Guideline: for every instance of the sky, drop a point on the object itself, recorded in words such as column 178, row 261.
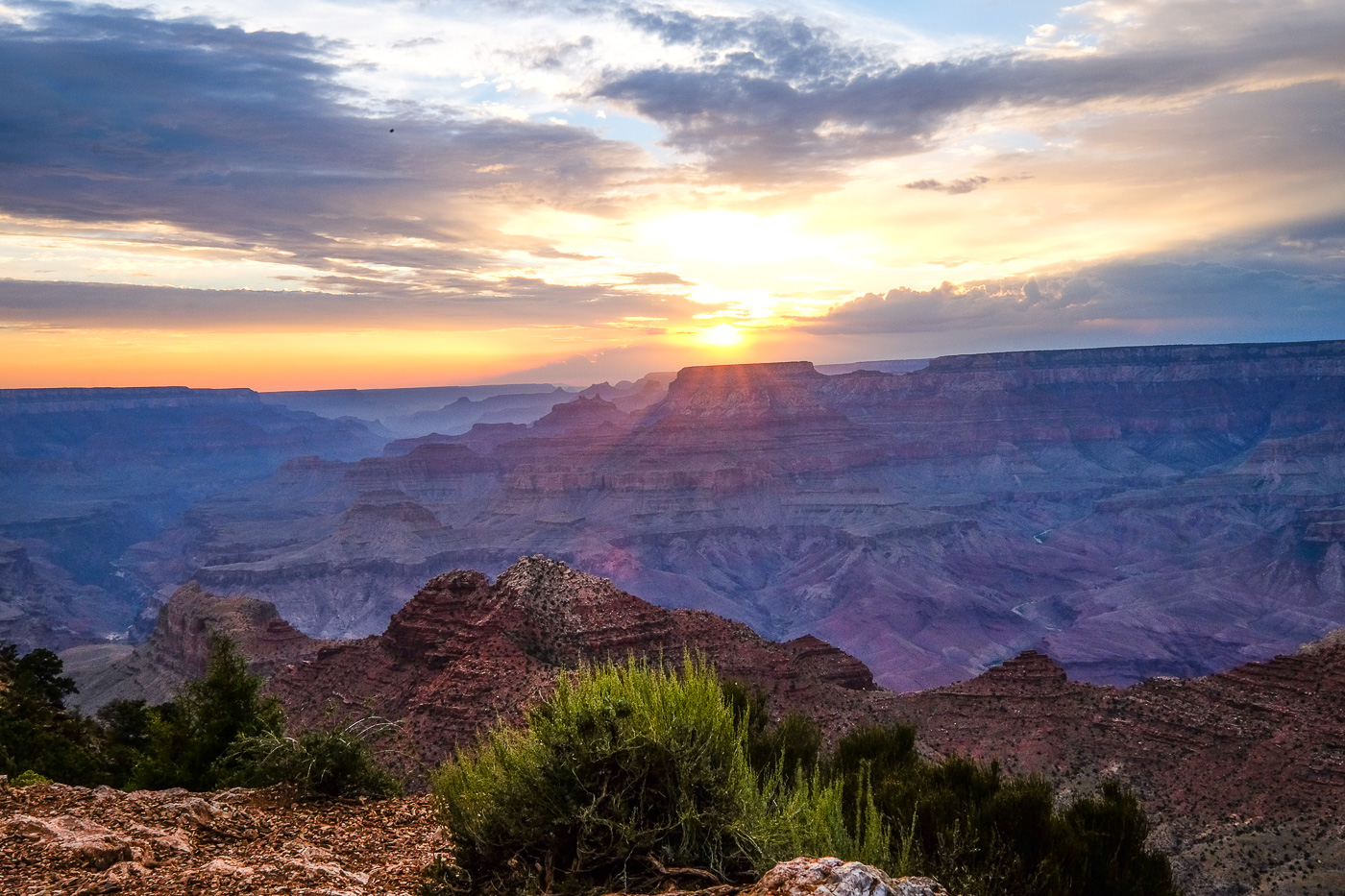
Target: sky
column 331, row 194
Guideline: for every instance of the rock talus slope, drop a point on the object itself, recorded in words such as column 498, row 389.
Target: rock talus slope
column 1169, row 510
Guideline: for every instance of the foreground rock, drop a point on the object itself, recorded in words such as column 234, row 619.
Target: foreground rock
column 81, row 842
column 834, row 878
column 1271, row 735
column 73, row 839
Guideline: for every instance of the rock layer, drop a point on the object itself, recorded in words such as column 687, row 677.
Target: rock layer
column 1132, row 512
column 466, row 653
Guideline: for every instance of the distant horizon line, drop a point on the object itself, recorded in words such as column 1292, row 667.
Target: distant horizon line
column 826, row 369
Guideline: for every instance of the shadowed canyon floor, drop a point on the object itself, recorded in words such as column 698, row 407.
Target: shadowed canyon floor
column 1132, row 512
column 1243, row 772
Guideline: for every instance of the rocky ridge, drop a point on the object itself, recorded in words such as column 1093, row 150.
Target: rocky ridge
column 466, row 653
column 1167, row 510
column 1241, row 771
column 70, row 839
column 78, row 841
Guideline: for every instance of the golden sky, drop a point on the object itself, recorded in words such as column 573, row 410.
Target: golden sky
column 325, row 194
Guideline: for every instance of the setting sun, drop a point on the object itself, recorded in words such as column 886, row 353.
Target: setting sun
column 722, row 335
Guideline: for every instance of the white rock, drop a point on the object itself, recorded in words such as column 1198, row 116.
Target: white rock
column 830, row 876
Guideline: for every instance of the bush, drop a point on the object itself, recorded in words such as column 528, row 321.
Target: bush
column 190, row 739
column 981, row 832
column 336, row 762
column 37, row 731
column 627, row 777
column 30, row 778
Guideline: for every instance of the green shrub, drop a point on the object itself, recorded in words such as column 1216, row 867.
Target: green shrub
column 336, row 762
column 631, row 772
column 190, row 739
column 627, row 777
column 37, row 731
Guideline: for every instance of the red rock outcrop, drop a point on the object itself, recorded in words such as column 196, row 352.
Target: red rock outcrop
column 179, row 647
column 1166, row 510
column 464, row 653
column 1243, row 771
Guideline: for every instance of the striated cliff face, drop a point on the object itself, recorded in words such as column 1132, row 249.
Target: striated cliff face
column 1244, row 770
column 1132, row 512
column 464, row 653
column 86, row 473
column 179, row 646
column 1241, row 771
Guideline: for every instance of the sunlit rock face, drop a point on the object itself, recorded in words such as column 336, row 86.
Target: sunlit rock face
column 1133, row 512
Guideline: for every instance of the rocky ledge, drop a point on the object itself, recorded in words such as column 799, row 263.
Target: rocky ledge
column 171, row 842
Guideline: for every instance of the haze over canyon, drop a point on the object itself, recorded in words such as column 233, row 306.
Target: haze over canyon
column 1172, row 510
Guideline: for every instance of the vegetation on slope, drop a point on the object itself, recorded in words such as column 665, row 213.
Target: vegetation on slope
column 219, row 731
column 632, row 775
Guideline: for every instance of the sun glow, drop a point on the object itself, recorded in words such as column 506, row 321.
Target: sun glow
column 721, row 335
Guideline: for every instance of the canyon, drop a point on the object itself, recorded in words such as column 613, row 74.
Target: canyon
column 1240, row 771
column 1172, row 510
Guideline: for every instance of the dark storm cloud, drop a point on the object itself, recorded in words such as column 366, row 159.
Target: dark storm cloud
column 779, row 101
column 347, row 302
column 117, row 116
column 1224, row 302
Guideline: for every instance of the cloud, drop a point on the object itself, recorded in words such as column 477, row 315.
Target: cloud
column 248, row 141
column 658, row 278
column 952, row 188
column 775, row 101
column 1137, row 301
column 345, row 303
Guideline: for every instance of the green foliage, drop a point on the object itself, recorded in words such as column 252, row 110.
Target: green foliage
column 190, row 742
column 629, row 772
column 336, row 762
column 1106, row 853
column 218, row 732
column 37, row 731
column 627, row 777
column 981, row 832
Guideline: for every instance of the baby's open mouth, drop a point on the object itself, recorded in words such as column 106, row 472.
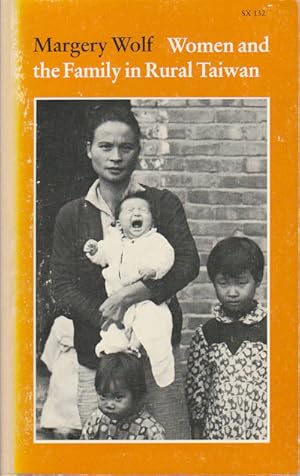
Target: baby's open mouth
column 136, row 223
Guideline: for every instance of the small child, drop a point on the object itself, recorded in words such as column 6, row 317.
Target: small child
column 121, row 415
column 226, row 386
column 130, row 252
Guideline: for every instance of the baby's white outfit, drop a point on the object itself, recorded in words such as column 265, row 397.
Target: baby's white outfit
column 151, row 323
column 60, row 408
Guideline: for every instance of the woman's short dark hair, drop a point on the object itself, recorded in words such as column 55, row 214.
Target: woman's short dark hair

(EXERCISE GOAL):
Can you copy all of the data above line for line, with no changes, and leave the pictures out of your reply?

(REPLY):
Guideline: for every instance of the sky, drop a point on the object itself, recorded in words such as column 178, row 261.
Target: sky
column 331, row 194
Guideline: for every instance of the rock talus slope, drop a point on the object itself, recorded in words such as column 498, row 389.
Target: rock talus slope
column 1169, row 510
Guideline: for every instance of the foreground rock, drop a point on the object itself, recorded in words such as column 234, row 619.
Target: foreground rock
column 81, row 842
column 834, row 878
column 1271, row 735
column 73, row 839
Guideline: for every instance of the rock layer, drop a point on the object itself, recorded in words such as column 687, row 677.
Target: rock layer
column 1132, row 512
column 466, row 653
Guideline: for every instance of the distant horizon line, drop a point on the object itself, recorded in words such as column 1292, row 667.
Target: distant horizon line
column 826, row 369
Guideline: for every instance of the shadowed canyon floor, drop a point on the object itself, recorded in words such as column 698, row 407.
Target: shadowed canyon floor
column 1132, row 512
column 1243, row 772
Guideline: for every instance of the rocky ridge, drop a point on the object itself, recorded in words such as column 1093, row 150.
Target: rocky ridge
column 466, row 653
column 1167, row 510
column 1241, row 771
column 70, row 839
column 78, row 841
Guideline: for every instance of the golden sky, drop a point on the object itself, recorded in words such as column 573, row 410.
Target: golden sky
column 325, row 194
Guideline: for every instance of the setting sun, drop a point on the object itself, recorded in words such as column 886, row 353.
Target: setting sun
column 722, row 335
Guideline: for every instance of the white rock, drop a point on the object itself, recorded in words such as column 1198, row 116.
Target: white rock
column 830, row 876
Guideline: for every instance of the bush, drop a point on the object itself, recorded in words such as column 528, row 321.
Target: bush
column 190, row 739
column 981, row 832
column 336, row 762
column 37, row 731
column 627, row 777
column 30, row 778
Guideline: for every instance of the green shrub, drop a point on the object itself, recorded in words such as column 1216, row 867.
Target: green shrub
column 336, row 762
column 631, row 772
column 190, row 739
column 627, row 777
column 37, row 731
Guideline: for every instance of the red rock outcrop, drop a point on the object itself, recorded in words such as column 196, row 352.
Target: red rock outcrop
column 179, row 647
column 1166, row 510
column 464, row 653
column 1243, row 771
Guideline: for every instance of the striated cliff face, drop a point on the object itself, recorded in words such as column 1132, row 249.
Target: striated cliff face
column 1244, row 770
column 1132, row 512
column 464, row 653
column 86, row 473
column 179, row 646
column 1241, row 771
Guideline: for every instance of the sunlit rock face, drop a point on the object itself, recorded in words such as column 336, row 86.
Target: sunlit rock face
column 1133, row 512
Guideline: for every instance of the rocky ledge, drop a point on the object itself, recorded in words such as column 799, row 263.
Target: rocky ledge
column 171, row 842
Guideline: for every instance of the haze over canyon, drop a point on the object itself, recorded in words such as column 233, row 306.
Target: haze over canyon
column 1172, row 510
Guideline: for every instance of the vegetation on slope, drop a point on the object itself, recorded in words such as column 665, row 213.
Target: vegetation on slope
column 219, row 731
column 632, row 775
Guideline: for every instance of the sun glow, drop a point on the object itself, recorded in words such as column 506, row 321.
Target: sun glow
column 721, row 335
Guideline: for every instance of the canyon, drop a point on the object itself, recorded in words such as column 613, row 74.
Target: canyon
column 1240, row 771
column 1172, row 510
Guideline: for every instance of the dark storm cloud, drop a point on the object itself, recorded in words such as column 366, row 159.
Target: dark storm cloud
column 779, row 101
column 347, row 302
column 117, row 116
column 1224, row 302
Guideline: for every instance of the cloud, drop a point on the object itself, recorded in words such as column 477, row 315.
Target: cloud
column 248, row 141
column 658, row 278
column 952, row 188
column 775, row 101
column 1137, row 301
column 345, row 303
Guideline: for every instance of the green foliage, drop a point on the object itself, recorded in words such as column 252, row 110.
Target: green foliage
column 190, row 742
column 629, row 772
column 336, row 762
column 1106, row 853
column 218, row 732
column 37, row 731
column 627, row 777
column 981, row 832
Guideline: for every instance of the baby's open mouth, drop a point on the object itself, recorded in words such as column 106, row 472.
Target: baby's open mouth
column 136, row 223
Guideline: for every instance of the small child, drop a point on the object itself, recorded in words such as column 6, row 317.
Target: small child
column 121, row 415
column 226, row 386
column 130, row 252
Guideline: for every instance of the baby's white outfit, drop a point on the object itself, recorded in words such as column 265, row 397.
Target: baby's white outfit
column 151, row 323
column 60, row 408
Guideline: for every instance of the woman's short dark hair, drop a point on the object itself, recorded in words such as column 55, row 214.
Target: woman's short dark hair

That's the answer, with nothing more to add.